▸ Given task 1: Can you retype the forum thread about open-source projects in full, word for word?

▸ Document passage:
The project is obviously strong as ever, and I think it probably helps that
they're both at Joyent. So maybe the succession planning lesson learned here
is to name a successor AND make it someone you can continue to regularly
communicate with.

------
jszmajda
'Just get it out there, it'll be used or not.' I love this point: there's no
need to try and hit perfection, just put it out there and if it's useful
people will help you. That's the beauty of open source.

------
tobias3
I think all this applies only to developer tools/libraries. There interested
people can also help i.e. they find a bug and fix it and if they are nice,
they contribute.

Projects for end-users tend to either have a corporate interest behind them,
are ex-commercial projects, have a strong core developer team without which
the project will die or just live and die unnoticed.

As in every project, if you think 90% is done actually less then 50% is done.
Documentation, installers, etc. are all a lot of work. Try getting a new
package into the major Linux distributions!

If you do not have documentation, installers etc. you won't get users and your
project will be irrelevant - if you are lucky someone contributes, but most
often everybody has his own pet projects in which they are emotionally
invested.

------
icco
This is great. I think the key point of this, is that you gain nothing by
keeping your code squirreled away, but there is a very small possibility
someone else might need something similar and reuse your code if you do put it
out there.

▸ Records:
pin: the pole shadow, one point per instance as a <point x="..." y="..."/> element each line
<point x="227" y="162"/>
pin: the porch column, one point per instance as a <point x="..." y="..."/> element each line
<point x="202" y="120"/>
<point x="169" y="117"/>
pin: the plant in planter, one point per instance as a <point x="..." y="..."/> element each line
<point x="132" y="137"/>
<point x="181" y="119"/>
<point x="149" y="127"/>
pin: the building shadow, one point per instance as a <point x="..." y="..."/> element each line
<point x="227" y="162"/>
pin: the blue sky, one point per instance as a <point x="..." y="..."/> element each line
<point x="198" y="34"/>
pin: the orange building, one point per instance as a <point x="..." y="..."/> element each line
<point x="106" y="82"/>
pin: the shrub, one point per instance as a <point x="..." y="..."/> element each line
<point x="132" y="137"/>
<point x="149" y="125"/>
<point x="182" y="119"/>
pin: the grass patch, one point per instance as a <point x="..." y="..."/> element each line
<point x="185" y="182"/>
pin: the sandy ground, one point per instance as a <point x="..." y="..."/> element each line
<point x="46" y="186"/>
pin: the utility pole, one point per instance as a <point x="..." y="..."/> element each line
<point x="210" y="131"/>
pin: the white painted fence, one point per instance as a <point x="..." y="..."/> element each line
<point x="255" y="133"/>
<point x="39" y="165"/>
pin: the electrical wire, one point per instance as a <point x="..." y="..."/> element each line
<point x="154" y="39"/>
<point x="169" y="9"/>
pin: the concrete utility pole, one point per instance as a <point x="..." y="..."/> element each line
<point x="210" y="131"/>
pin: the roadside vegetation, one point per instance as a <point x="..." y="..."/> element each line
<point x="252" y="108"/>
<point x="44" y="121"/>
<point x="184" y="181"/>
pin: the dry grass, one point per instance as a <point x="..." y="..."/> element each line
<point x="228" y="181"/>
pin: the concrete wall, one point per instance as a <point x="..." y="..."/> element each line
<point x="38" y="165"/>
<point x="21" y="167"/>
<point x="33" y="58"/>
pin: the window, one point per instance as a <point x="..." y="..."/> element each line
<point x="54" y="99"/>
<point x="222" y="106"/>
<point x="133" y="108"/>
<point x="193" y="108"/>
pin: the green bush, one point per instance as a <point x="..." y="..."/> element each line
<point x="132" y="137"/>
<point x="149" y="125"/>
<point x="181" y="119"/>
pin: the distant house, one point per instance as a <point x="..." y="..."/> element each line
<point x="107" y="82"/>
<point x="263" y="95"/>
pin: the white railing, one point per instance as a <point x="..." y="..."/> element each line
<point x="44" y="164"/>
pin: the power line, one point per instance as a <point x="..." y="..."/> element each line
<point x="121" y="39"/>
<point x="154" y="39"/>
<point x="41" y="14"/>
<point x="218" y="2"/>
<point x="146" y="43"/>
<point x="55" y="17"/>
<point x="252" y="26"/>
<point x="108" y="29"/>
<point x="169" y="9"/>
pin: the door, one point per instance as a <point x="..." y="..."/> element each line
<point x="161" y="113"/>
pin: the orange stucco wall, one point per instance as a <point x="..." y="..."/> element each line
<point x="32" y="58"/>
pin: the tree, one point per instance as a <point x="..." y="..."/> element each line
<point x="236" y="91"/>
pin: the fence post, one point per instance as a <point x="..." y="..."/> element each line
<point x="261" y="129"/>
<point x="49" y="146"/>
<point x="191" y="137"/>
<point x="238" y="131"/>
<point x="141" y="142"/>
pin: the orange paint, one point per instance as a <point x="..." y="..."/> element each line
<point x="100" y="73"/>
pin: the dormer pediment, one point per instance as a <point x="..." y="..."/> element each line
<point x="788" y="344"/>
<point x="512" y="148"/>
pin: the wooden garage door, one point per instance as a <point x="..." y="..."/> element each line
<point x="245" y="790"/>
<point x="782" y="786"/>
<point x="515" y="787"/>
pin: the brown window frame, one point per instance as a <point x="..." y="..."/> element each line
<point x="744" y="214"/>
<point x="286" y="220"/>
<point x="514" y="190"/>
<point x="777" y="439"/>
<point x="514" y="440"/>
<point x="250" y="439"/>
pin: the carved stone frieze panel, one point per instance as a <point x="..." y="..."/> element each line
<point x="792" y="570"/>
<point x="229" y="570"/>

▸ Given task 2: Could you lay out the records as a numbered list, from the line containing "pin: the carved" up to and including the final line of the records, leaving out any blank lines?

▸ Result 1:
The project is obviously strong as ever, and I think it probably helps that
they're both at Joyent. So maybe the succession planning lesson learned here
is to name a successor AND make it someone you can continue to regularly
communicate with.

------
jszmajda
'Just get it out there, it'll be used or not.' I love this point: there's no
need to try and hit perfection, just put it out there and if it's useful
people will help you. That's the beauty of open source.

------
tobias3
I think all this applies only to developer tools/libraries. There interested
people can also help i.e. they find a bug and fix it and if they are nice,
they contribute.

Projects for end-users tend to either have a corporate interest behind them,
are ex-commercial projects, have a strong core developer team without which
the project will die or just live and die unnoticed.

As in every project, if you think 90% is done actually less then 50% is done.
Documentation, installers, etc. are all a lot of work. Try getting a new
package into the major Linux distributions!

If you do not have documentation, installers etc. you won't get users and your
project will be irrelevant - if you are lucky someone contributes, but most
often everybody has his own pet projects in which they are emotionally
invested.

------
icco
This is great. I think the key point of this, is that you gain nothing by
keeping your code squirreled away, but there is a very small possibility
someone else might need something similar and reuse your code if you do put it
out there.

▸ Result 2:
1. pin: the carved stone frieze panel, one point per instance as a <point x="..." y="..."/> element each line
2. <point x="792" y="570"/>
3. <point x="229" y="570"/>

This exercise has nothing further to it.